**What you need to do**
A. From the Thomas B. Marsh sketch, copy the passage starting at "I spent my early" and ending at "continued seven years.".
B. List every person named in the first-person part of the Thomas B. Marsh sketch, which follows the heading "Thomas B. Marsh".
C. Answer these questions from the Thomas B. Marsh sketch:
(i) In what year was Marsh born?
(ii) To what town did he go after running away at fourteen?
(iii) For how many years did he try to be a genuine Methodist?
═════ Document passage
DC 31 Autobiographical Sketch: Thomas B. Marsh
Thomas B. Marsh was one of the earliest converts to the church. Because of his great ability, he was called as one of the original Twelve Apostles. More importantly, he was first in seniority in that quorum (see D&C 112). Neither he, nor the rest of the church, understood at that time what being President of the Quorum of the Twelve meant in terms of church authority and succession in the Presidency. Like many early leaders, he eventually became offended and fell away. In his case, conflict between his wife and another member over milk strippings would be the spark of disaffection. Thomas would return to the church, but had he stayed faithful, he would have been known as the second prophet of the church instead of Brigham Young. Nonetheless, the tragedy of his personal apostasy should not overshadow his great faith and righteousness in the early 1830's.
Thomas B. Marsh
I was born in the town of Acton, Middlesex County, Massachusetts, November 1, 1799. My father, James Marsh was born in Douglas, Massachusetts, March 27, 1751. My mother, Mary, daughter of Titus Law, was born in Acton, Massachusetts, March 18, 1759.
I spent my early life in farming at Westmoreland, New Hampshire, until I was fourteen years of age, when I ran away and went to Chester, Vermont, where I worked on a farm three months; then went to Albany, New York and engaged in a public house as a waiter...[After moving to Long Island, New York] I became acquainted with Elizabeth Godkin, and married her on the 1st November, 1820.
Immediately after marrying I commenced in the grocery business, in New York, in which business I remained one and a half years, but did not succeed. I then engaged in a type foundry in Boston, where I continued seven years.
While engaged in this business I joined the Methodist Church and tried for two years to be a genuine Methodist, but did not succeed any better in getting Methodist religion than I did in the grocery business. I compared Methodism with the Bible, but could not make it correspond. I withdrew from all sects, and being about to leave Boston my old class leader wished me to take a good certificate, but I informed him I did not want it. I had a measure of the spirit of prophecy and told him that I expected a new church would arise, which would have the truth in its purity. He said to me, you no doubt mean to be a leader in that new sect. I told him I had no such intentions. He said, he prayed that the Lord would make me a firebrand in the midst of that new religious body, as reformation was necessary. My wife unknown to me, however, got a certificate for herself and me on one paper. I informed her that I never would attend, but I would find a suitable class for her if she wanted to join.
I remained in Boston several years engaged in the type foundry. During this period I became acquainted with several friends whose opinions concerning religion were like my own. We kept aloof from sectarians, and were called by them Quietists, because we resembled so much a sect in France known by that name professing to be led by the Spirit.
I believed the Spirit of God dictated me to make a journey west. I started in company with one Benjamin Hall, who was also led by the Spirit. I went to Lima, Livingston County, New York, where I staid [stayed] some three months, and then left for home. I called on my return at Lyonstown, on a family, whose names I do not recollect. On leaving there next morning the lady enquired if I had heard of the Golden Book found by a youth named Joseph Smith. I informed her I never heard anything about it, and became very anxious to know concerning the matter. On enquiring, she told me I could learn more about it from Martin Harris, in Palmyra.
══════════
═════ Extracted entries
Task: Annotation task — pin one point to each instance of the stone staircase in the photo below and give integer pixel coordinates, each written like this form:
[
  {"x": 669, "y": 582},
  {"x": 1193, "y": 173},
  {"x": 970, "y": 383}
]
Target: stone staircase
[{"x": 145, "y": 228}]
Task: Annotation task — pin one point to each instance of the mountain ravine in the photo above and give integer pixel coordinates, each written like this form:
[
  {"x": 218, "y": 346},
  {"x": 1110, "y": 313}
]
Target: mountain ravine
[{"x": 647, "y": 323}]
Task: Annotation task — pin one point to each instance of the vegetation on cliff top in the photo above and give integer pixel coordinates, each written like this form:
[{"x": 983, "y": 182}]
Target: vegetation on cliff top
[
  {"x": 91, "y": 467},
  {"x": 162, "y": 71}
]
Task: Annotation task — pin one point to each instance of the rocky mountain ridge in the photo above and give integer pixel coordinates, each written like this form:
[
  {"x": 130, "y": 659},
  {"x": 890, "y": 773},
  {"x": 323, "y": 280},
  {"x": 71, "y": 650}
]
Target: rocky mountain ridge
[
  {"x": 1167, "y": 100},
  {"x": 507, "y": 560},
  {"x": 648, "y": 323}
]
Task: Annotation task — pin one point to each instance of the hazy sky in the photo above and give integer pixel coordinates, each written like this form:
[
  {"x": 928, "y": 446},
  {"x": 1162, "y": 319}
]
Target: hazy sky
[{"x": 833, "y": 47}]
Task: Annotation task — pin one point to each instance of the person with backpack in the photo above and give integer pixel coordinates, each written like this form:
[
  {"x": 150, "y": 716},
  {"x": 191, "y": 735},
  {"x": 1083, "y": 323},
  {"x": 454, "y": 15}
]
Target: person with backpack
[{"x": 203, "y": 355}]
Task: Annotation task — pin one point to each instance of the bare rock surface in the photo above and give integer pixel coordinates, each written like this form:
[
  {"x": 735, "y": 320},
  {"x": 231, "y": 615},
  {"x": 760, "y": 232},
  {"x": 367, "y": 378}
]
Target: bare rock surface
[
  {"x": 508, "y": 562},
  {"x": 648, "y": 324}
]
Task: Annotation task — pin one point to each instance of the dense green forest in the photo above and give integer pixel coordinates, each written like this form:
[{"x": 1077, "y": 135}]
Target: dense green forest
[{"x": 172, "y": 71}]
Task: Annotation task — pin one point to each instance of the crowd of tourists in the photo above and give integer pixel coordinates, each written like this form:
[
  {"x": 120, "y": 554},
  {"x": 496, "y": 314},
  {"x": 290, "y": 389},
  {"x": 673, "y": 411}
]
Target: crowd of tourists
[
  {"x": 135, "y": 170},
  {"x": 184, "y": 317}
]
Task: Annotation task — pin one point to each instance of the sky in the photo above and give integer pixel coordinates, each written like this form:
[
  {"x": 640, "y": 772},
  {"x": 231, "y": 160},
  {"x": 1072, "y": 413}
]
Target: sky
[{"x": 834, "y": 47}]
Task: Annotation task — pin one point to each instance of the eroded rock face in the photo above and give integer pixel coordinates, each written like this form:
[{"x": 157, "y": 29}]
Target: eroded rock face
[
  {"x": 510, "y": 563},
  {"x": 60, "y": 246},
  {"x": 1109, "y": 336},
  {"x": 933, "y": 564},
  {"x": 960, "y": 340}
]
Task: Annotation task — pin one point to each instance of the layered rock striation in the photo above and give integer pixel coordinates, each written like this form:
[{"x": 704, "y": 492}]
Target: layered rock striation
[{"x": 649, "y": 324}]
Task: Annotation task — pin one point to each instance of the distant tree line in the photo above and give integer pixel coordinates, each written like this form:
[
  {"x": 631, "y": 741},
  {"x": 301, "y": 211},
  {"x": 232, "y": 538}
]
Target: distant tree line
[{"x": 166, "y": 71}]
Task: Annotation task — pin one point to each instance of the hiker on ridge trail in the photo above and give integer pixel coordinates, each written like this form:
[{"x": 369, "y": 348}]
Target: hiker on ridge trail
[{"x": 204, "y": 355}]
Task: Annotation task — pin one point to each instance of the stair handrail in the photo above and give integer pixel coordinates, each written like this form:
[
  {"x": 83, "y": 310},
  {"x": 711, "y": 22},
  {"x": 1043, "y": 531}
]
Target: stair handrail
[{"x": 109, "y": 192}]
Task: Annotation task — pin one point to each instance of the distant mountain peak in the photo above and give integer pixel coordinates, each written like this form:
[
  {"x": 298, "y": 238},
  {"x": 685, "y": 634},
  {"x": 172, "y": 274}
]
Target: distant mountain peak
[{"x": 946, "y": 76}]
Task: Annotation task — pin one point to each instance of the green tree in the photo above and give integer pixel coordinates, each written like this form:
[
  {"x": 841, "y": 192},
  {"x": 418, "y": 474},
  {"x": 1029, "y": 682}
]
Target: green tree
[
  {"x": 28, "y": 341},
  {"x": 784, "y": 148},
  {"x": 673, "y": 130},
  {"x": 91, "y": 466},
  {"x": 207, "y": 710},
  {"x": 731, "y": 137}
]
══════════
**Responses in order**
A.
I spent my early life in farming at Westmoreland, New Hampshire, until I was fourteen years of age, when I ran away and went to Chester, Vermont, where I worked on a farm three months; then went to Albany, New York and engaged in a public house as a waiter...[After moving to Long Island, New York] I became acquainted with Elizabeth Godkin, and married her on the 1st November, 1820.
Immediately after marrying I commenced in the grocery business, in New York, in which business I remained one and a half years, but did not succeed. I then engaged in a type foundry in Boston, where I continued seven years.

B.
James Marsh
Mary
Titus Law
Elizabeth Godkin
Benjamin Hall
Joseph Smith
Martin Harris

C.
(i) 1799
(ii) Chester, Vermont
(iii) Two years